Activity: Your copy should match the listing below exactly, except that it holds no images.
[Opening Exercise input section]
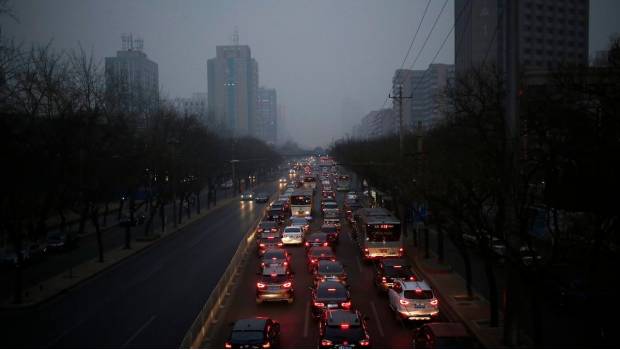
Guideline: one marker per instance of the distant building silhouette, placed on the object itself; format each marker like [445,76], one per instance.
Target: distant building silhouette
[550,33]
[232,89]
[132,80]
[267,116]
[Closing Exercise input section]
Result below:
Guideline: one marker per instance of the distant building silhouette, placed on the object itself; format each marker like [445,76], one per instance.
Target: distant building silhouette
[550,33]
[232,89]
[132,80]
[267,116]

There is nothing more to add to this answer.